Go through the entries below and print each one exactly, leaving out pictures.

(Dataset records)
^^^^^^^^^^^^^^^^

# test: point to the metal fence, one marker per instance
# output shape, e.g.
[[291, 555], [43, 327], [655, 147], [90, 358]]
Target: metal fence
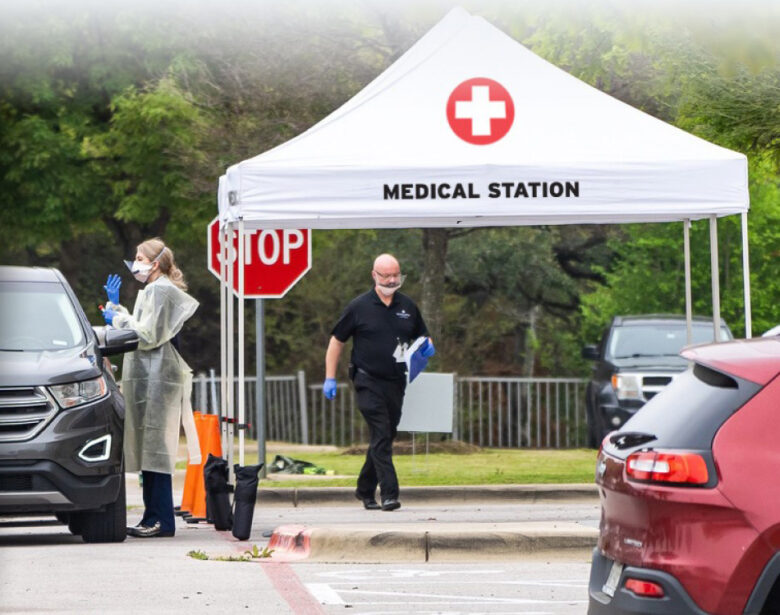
[[489, 412]]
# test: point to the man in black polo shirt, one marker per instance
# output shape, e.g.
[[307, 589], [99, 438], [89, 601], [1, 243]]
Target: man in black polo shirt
[[382, 324]]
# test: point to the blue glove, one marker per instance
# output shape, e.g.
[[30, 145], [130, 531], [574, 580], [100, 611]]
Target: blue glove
[[329, 388], [112, 288], [108, 315]]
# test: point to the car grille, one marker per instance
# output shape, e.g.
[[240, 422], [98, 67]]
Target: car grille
[[16, 482], [24, 412]]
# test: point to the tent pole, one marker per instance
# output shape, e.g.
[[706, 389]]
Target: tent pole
[[688, 294], [223, 295], [240, 341], [230, 354], [715, 277], [746, 277]]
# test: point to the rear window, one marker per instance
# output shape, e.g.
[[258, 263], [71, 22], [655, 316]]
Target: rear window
[[657, 340], [688, 412], [37, 316]]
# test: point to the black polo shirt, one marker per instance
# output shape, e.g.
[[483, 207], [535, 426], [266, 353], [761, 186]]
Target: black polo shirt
[[377, 330]]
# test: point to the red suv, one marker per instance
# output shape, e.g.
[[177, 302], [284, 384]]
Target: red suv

^^^^^^^^^^^^^^^^

* **Answer for the task**
# test: point to the metal fence, one marker per instance
# output shape, e.g.
[[291, 555], [43, 327], [655, 147], [90, 358]]
Target: metal fence
[[489, 412]]
# test: point to the man in black polo shirt, one marker per instance
# output shape, e.g.
[[307, 589], [99, 438], [89, 601], [1, 243]]
Target: man in black polo shirt
[[382, 324]]
# test: point to the blue glove, one marker per instance
# output shape, e.g.
[[30, 145], [130, 531], [574, 580], [100, 611]]
Target: blue glove
[[329, 388], [112, 288], [108, 315]]
# test: point to the car grille, one marker per instance
# output shape, e.g.
[[240, 422], [98, 67]]
Target: car grille
[[16, 482], [24, 412]]
# test: point to the tent pole, one marker per instance
# output shape, e.g.
[[706, 389]]
Target: tent pole
[[688, 294], [223, 295], [240, 341], [230, 354], [715, 277], [746, 277]]
# test: point to the rear window, one marker per instance
# output shape, e.g.
[[258, 263], [71, 22], [655, 316]]
Target: rear window
[[657, 340], [688, 412], [37, 316]]
# test: point to the black polo shirt, one marker per instance
# output shape, e.g.
[[483, 207], [535, 426], [266, 353], [761, 186]]
Target: black polo shirt
[[377, 330]]
# test: point to the red suv, one marker per instance
# output shape, e.g.
[[177, 302], [284, 384]]
Target: red suv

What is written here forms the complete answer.